Begin at the line that has "of the building" and go through the end of the data. Write those lines out again, swapping "evaluation set" for "review set" and leaving everything else as it is.

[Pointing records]
>> BEGIN
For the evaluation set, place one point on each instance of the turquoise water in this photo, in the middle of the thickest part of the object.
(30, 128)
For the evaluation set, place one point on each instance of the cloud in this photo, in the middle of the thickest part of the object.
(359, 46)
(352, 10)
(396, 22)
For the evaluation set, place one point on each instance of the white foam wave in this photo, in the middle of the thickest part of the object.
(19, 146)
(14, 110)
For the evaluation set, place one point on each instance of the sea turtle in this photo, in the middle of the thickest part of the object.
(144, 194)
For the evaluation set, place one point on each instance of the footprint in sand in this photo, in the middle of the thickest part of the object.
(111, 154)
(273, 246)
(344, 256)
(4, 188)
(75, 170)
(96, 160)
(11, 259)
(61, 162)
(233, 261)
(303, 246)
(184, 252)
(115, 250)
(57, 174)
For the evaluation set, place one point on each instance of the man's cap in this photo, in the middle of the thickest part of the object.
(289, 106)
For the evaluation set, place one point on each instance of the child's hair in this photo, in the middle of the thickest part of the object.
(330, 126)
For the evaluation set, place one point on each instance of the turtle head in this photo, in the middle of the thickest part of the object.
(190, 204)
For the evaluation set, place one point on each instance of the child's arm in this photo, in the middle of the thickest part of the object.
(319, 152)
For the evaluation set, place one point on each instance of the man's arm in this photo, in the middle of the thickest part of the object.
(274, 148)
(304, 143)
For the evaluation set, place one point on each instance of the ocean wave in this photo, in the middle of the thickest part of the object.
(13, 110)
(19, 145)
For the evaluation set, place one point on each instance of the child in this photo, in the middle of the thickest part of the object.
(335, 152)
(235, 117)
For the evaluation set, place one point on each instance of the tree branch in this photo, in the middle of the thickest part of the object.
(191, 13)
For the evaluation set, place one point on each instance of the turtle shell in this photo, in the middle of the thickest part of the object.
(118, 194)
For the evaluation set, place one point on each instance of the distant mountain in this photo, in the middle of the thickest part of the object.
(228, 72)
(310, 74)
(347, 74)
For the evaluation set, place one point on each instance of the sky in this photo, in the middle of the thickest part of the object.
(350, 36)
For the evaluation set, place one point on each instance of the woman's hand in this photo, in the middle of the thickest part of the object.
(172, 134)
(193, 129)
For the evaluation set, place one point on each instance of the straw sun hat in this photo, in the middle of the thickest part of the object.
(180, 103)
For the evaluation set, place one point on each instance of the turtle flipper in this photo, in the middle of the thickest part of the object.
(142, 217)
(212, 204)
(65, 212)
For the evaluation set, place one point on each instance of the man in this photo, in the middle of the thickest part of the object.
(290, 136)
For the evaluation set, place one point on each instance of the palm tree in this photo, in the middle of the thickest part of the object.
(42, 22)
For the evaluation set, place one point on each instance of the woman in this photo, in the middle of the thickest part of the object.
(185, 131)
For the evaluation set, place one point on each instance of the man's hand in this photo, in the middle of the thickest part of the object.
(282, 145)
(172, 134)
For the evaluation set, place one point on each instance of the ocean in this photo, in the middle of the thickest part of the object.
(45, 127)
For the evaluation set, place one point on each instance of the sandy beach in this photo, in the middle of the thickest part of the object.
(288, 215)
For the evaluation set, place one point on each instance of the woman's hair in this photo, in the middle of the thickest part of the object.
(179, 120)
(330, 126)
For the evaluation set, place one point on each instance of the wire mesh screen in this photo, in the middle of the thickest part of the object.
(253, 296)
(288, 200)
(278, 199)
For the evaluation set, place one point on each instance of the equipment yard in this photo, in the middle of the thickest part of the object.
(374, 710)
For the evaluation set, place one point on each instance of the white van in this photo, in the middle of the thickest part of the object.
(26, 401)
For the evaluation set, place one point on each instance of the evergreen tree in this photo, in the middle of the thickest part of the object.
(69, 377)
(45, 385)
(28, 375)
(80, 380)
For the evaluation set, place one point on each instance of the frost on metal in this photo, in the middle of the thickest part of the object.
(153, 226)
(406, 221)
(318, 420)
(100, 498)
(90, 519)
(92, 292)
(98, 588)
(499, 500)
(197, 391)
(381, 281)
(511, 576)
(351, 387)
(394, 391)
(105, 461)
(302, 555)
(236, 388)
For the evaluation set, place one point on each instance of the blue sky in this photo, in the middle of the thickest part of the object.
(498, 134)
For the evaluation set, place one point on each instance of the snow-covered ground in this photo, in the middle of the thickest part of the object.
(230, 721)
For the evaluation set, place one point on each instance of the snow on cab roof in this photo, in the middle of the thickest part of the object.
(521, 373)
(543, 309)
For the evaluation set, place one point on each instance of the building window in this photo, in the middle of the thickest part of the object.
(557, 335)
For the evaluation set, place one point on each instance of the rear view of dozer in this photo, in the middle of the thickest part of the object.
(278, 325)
>> END
> [Result for this task]:
For the review set, place one point on each instance of the building window in this photo, in the middle of the thickest part of the object.
(557, 335)
For the review set, place one point on each instance of the rear view of dozer in this photo, in the middle of the thickest part of the object.
(278, 325)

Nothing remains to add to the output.